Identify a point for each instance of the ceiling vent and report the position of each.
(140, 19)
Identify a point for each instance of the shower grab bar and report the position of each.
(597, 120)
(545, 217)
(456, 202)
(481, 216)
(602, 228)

- - - -

▶ [TASK REQUIREMENTS]:
Write out all the lines again, exactly as they are.

▶ [IN RESPONSE]:
Identify a point for each instance of the ceiling vent and report the position of each.
(140, 19)
Identify a point for each instance of the shower grab bar and report the position of each.
(597, 120)
(545, 217)
(456, 202)
(481, 216)
(602, 228)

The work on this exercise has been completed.